[Dataset entries]
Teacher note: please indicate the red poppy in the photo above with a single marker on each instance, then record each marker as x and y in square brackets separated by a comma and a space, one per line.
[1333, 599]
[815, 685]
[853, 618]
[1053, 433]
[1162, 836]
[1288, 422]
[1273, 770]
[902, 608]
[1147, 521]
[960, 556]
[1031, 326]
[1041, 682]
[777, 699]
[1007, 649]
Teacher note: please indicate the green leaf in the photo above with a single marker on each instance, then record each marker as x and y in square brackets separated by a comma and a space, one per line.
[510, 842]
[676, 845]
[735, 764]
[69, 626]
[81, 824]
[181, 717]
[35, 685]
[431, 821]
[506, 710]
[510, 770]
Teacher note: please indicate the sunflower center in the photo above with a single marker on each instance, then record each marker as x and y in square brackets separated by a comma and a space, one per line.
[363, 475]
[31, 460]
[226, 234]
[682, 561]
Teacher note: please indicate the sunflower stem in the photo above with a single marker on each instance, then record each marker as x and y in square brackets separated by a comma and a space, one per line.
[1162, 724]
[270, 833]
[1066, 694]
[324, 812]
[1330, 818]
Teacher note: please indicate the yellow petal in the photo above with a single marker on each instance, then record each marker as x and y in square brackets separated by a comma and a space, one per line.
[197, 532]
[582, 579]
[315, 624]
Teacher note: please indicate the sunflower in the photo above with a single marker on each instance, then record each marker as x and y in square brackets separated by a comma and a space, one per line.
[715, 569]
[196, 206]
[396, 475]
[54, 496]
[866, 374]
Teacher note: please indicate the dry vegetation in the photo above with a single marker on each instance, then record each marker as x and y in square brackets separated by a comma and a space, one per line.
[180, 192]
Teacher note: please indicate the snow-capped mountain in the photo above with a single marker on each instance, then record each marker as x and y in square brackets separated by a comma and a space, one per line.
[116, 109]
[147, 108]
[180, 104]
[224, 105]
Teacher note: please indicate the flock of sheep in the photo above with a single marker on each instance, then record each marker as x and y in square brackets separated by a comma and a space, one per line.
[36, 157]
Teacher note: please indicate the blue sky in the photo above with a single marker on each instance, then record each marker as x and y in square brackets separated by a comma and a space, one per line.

** ACTIVITY **
Copy out the full set of entries without altering anything.

** RESULT OF THE TASK **
Teacher note: please indicate the red poppy in the photo above with a single marker on each instance, then record each marker as x and y in square brackets separated by a comma and a space, one per line.
[1333, 599]
[815, 685]
[853, 618]
[1053, 433]
[1162, 836]
[1288, 422]
[1273, 770]
[902, 608]
[1147, 521]
[960, 556]
[1031, 326]
[1041, 682]
[777, 699]
[1007, 649]
Teacher note: please indicate the green leaf in the photo above with a single marker on each instance, then record each marker as x and y in square brackets separated by a comma and a space, one per line.
[510, 842]
[676, 845]
[735, 764]
[69, 626]
[81, 824]
[181, 717]
[35, 685]
[431, 821]
[506, 710]
[510, 770]
Teacher note: please indicate the sunflower center in the photo above with a single marker on each instance, then record each marker as x and y in square brackets separated by a comma and a space, one per line.
[363, 475]
[31, 460]
[226, 234]
[682, 561]
Teacher note: please indicate the sunflower stem in the photo above with a single marker on each instance, then record each marker as x and y in square brackets separated by a comma and a space, one per line.
[1162, 724]
[270, 833]
[1066, 694]
[324, 812]
[1330, 818]
Teacher note: please indicate the yellow petal in the photo above with a single marker on each instance, then record each marker as x and y in square brackets separated by a comma and a space, one per line.
[197, 532]
[582, 579]
[315, 624]
Teacher note: please indicate the sunflower in the photo above with a single marker on each instance, then record each marker as x and y in square brackets separated by a comma and a space, one per line.
[715, 569]
[196, 206]
[396, 475]
[54, 496]
[866, 374]
Teacher note: please indicate the dry vegetation in the photo above with a single marker on each instance, then record each marker as x and y in square brackets separated by a comma and a space, one per line.
[180, 192]
Teacher note: please indicate the snow-capped mountain in the photo above with a single marker on each instance, then record each marker as x and y in square brackets separated by a comma and a space, one per line.
[116, 109]
[147, 108]
[180, 104]
[224, 105]
Teacher note: please indicate the flock of sheep in the photo above with a single marker on each instance, then record each marker as x and y in square brackets separated by a comma and a space, one per line.
[36, 157]
Teacher note: please indicate the blue sky in the photo above with a single marker on each instance, then record each marker as x and y in square brackets separated by a comma and a space, one per line.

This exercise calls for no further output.